**Exercise**
Find each of the rows below that contains the word "blurred", and copy every line where it appears.

**Records for the task**
● ● ●

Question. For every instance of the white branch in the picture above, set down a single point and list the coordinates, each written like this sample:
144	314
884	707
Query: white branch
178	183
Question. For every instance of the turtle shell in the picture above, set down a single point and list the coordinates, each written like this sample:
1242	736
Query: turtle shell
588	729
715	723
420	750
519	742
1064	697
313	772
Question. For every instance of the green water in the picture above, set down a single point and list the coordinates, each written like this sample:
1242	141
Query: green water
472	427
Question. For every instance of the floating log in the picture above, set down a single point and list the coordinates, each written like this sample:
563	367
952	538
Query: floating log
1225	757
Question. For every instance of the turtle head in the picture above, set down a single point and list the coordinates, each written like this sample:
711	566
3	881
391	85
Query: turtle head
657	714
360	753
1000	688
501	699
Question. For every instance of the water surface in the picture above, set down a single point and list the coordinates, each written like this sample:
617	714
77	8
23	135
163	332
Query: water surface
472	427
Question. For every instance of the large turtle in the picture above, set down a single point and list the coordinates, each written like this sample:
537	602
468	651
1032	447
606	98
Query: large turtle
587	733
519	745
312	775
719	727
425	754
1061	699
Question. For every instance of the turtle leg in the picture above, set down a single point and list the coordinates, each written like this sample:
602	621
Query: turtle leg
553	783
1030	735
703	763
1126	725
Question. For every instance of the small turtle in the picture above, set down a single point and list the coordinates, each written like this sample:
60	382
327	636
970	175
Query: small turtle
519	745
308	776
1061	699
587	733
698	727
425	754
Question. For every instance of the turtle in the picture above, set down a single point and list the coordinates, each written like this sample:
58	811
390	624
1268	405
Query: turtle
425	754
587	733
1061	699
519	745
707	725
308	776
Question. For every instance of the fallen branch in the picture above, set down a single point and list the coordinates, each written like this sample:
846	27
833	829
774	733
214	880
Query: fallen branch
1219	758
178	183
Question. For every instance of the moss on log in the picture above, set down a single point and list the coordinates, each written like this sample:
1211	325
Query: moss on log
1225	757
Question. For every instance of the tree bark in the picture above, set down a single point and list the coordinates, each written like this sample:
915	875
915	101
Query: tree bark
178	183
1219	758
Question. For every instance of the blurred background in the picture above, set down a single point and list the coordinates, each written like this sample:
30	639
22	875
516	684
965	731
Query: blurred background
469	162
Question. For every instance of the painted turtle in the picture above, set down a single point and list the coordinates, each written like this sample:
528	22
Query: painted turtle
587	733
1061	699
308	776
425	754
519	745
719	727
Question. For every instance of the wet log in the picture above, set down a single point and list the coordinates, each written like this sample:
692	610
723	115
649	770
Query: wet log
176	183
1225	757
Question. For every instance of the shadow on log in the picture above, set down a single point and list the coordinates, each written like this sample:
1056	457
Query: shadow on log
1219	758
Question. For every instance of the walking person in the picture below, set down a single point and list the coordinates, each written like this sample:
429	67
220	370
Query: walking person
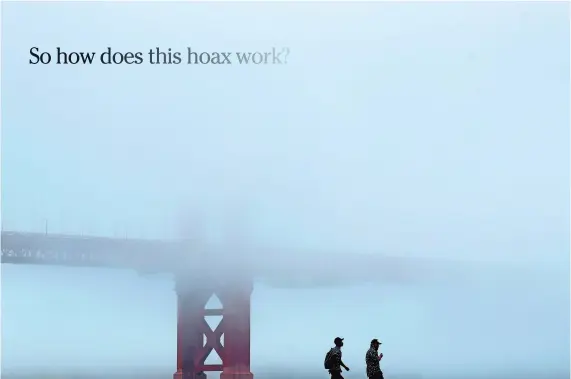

● ● ●

**Exercise solution**
Question. For every instance of the blurred background in the picture above, set down a single point and list the coordinates, each written like this sample:
Query: blurred background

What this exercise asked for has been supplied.